• CONSIGNES: Dans le texte source, à quels lieux de Venise les scènes des prisons souterraines sont-elles comparées ?

• TEXTE SOURCE:
★ ★ ★

Ces châteaux, mais surtout ces cachots, ont été le théâtre de tragiques aventures, que les insulaires vous racontent avec le tour d’esprit poétique qui leur est propre. À les en croire, chacune de ces prisons souterraines aurait été le théâtre de scènes plus lamentables et plus sinistres que les plombs et le fameux pont des soupirs à Venise. Ces récits rempliraient des volumes. Voici l’un de ceux qui nous a paru faire à la fois le mieux connaître les mœurs sauvages des anciens habitans de ces îles et présenter le plus d’intérêt.

★ ★ ★

• LIGNES RÉPERTORIÉES:
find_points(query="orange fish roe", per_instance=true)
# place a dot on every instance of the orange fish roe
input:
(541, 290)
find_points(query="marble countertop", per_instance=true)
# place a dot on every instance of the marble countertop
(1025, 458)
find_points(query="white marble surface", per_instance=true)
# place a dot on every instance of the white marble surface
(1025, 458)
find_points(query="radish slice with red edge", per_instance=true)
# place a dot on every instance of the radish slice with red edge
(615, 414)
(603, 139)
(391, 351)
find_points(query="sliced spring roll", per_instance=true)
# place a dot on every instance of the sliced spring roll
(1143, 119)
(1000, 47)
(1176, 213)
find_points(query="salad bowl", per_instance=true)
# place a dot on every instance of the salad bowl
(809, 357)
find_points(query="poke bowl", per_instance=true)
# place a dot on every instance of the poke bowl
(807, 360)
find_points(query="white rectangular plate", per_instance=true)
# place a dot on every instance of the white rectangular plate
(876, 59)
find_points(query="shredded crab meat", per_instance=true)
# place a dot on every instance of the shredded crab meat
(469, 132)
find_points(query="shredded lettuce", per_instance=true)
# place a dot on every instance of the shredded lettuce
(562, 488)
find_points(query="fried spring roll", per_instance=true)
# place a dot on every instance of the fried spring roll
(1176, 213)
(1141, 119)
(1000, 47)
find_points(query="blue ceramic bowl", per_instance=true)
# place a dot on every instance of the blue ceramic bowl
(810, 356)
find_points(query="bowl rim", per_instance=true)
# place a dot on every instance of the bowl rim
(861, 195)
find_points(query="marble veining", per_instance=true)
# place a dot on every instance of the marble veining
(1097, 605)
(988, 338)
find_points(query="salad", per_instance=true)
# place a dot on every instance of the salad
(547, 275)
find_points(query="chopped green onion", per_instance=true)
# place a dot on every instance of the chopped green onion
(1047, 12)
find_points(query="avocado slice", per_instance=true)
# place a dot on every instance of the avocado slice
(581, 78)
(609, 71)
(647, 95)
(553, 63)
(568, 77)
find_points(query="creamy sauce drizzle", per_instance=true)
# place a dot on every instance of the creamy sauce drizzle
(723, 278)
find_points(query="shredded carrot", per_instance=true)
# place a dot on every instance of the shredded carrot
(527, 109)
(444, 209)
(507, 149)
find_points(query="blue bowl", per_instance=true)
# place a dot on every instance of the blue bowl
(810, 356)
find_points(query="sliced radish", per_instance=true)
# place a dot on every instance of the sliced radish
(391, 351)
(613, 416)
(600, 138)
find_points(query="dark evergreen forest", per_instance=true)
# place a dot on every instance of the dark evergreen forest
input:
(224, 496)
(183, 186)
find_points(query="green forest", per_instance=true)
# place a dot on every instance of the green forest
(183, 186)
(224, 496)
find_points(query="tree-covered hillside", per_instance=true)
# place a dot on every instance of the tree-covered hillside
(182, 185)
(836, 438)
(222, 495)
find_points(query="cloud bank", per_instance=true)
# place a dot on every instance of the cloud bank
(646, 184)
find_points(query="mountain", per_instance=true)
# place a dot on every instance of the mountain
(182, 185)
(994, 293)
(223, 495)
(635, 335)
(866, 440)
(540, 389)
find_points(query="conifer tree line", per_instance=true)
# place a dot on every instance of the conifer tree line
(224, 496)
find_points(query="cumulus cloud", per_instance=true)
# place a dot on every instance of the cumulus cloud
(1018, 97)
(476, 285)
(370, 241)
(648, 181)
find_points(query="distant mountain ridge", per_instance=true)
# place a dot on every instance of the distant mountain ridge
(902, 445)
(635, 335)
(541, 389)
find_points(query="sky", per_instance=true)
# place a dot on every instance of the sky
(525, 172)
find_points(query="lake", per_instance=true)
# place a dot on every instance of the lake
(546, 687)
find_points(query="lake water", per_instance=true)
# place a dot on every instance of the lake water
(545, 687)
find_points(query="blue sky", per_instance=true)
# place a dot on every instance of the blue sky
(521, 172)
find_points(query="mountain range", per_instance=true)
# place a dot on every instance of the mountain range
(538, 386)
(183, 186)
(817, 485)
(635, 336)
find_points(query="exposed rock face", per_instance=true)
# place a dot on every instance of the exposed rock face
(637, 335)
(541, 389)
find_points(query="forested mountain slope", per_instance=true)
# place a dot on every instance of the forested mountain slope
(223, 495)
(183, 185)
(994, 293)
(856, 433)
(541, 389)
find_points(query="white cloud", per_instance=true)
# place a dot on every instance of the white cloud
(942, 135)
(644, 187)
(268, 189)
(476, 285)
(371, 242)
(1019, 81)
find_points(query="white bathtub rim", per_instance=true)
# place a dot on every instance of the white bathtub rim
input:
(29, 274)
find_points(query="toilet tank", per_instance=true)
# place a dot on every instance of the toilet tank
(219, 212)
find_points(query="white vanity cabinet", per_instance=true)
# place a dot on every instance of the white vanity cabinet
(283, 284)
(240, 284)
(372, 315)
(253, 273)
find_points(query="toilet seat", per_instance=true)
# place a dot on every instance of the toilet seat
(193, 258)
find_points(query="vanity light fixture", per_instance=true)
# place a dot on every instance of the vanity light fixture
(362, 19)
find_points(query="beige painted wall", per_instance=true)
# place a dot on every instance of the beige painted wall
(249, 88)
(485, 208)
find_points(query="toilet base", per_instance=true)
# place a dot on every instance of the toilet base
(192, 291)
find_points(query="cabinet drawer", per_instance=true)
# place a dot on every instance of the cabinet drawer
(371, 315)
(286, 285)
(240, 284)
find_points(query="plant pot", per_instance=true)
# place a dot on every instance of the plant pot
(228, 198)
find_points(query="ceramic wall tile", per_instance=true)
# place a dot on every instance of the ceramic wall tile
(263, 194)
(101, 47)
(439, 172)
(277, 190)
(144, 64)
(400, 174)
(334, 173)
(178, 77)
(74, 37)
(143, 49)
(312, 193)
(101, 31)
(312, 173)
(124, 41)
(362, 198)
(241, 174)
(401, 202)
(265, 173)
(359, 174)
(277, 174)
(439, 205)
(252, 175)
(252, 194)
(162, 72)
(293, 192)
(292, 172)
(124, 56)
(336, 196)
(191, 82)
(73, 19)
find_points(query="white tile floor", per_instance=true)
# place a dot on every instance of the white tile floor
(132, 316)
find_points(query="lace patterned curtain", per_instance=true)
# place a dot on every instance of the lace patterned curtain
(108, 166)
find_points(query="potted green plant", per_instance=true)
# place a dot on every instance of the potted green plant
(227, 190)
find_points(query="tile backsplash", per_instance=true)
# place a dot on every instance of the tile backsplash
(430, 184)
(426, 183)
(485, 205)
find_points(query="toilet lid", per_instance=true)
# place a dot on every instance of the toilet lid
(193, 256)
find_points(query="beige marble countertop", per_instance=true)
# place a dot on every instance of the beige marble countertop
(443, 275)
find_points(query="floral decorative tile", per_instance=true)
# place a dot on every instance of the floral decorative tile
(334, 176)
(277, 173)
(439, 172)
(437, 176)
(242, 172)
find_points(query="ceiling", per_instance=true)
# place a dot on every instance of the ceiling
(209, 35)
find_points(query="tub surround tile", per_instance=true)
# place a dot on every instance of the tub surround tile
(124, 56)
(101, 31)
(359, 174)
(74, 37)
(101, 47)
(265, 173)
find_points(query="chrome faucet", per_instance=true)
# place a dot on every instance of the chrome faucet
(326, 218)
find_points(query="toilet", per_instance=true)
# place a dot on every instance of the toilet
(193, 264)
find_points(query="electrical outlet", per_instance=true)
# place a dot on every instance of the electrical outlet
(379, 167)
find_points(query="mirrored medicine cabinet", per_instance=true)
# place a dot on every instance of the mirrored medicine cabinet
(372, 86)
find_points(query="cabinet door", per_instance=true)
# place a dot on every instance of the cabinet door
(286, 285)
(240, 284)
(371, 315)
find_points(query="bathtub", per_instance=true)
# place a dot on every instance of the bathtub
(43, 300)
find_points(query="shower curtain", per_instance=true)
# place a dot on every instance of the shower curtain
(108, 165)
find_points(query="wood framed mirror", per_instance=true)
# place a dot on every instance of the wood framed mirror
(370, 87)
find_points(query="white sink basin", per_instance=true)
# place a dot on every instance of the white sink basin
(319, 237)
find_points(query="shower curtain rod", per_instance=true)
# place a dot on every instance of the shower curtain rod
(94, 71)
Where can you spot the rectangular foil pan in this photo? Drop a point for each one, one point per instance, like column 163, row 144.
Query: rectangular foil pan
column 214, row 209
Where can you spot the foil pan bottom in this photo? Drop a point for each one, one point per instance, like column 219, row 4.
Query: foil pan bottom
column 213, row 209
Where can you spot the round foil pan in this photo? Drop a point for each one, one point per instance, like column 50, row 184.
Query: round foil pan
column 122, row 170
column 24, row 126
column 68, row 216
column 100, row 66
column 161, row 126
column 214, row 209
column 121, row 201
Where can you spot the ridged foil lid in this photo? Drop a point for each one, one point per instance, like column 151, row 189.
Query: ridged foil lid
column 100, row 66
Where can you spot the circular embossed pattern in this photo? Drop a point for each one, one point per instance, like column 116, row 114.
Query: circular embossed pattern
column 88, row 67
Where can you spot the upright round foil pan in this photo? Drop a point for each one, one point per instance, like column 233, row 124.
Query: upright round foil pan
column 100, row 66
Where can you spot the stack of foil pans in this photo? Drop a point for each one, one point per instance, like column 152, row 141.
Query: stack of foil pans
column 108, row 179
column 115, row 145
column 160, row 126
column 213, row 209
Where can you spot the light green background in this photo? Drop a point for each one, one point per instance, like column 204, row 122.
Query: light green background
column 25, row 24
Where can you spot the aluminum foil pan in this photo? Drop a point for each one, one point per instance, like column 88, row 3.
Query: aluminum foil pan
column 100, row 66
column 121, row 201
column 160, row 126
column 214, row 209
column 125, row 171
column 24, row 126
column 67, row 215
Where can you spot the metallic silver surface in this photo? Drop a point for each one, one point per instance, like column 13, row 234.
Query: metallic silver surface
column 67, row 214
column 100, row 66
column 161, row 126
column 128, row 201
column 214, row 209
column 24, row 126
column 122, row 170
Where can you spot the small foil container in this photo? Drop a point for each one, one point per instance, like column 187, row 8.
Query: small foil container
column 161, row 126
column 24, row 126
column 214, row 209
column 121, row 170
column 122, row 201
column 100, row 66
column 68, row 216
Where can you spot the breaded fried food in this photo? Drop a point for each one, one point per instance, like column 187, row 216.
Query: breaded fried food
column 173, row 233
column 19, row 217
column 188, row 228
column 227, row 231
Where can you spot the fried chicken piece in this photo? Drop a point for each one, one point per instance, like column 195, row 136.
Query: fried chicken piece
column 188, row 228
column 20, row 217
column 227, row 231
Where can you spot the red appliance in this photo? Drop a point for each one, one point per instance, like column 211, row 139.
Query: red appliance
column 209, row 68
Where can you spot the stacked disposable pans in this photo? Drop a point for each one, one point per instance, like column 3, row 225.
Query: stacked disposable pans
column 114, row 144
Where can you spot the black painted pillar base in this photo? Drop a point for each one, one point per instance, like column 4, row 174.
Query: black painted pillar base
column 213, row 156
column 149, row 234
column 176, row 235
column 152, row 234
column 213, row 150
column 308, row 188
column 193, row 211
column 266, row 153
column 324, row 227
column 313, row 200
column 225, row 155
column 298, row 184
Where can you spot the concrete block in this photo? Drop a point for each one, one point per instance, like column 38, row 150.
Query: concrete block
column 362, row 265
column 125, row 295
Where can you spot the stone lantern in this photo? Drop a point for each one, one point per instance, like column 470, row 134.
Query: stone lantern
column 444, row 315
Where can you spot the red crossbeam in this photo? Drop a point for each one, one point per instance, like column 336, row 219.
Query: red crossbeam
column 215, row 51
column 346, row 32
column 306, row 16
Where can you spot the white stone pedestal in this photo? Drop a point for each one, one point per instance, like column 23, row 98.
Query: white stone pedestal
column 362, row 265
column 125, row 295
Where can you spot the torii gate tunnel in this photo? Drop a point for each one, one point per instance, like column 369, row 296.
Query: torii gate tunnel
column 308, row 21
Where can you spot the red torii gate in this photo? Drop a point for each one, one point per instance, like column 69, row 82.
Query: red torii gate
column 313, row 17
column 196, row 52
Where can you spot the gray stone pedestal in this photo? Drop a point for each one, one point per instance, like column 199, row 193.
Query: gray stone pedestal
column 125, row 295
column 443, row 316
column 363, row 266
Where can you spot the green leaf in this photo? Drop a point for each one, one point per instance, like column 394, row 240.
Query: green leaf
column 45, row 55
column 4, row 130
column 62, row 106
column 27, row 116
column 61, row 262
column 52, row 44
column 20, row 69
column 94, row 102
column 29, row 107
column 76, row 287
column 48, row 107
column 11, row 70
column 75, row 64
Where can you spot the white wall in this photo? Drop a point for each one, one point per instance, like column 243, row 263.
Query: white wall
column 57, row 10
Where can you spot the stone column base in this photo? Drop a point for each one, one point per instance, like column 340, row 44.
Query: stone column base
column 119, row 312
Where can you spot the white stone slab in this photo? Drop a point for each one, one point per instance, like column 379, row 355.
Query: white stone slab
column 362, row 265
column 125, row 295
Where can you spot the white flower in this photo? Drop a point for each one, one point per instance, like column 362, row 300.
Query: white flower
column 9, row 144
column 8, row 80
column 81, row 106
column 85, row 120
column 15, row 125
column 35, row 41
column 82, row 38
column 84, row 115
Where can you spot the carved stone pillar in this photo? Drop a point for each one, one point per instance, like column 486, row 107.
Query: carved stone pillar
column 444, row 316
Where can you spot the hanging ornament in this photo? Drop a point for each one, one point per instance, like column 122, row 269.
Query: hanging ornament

★ ★ ★

• RÉPONSE COMPLÈTE: Aux plombs et au fameux pont des soupirs.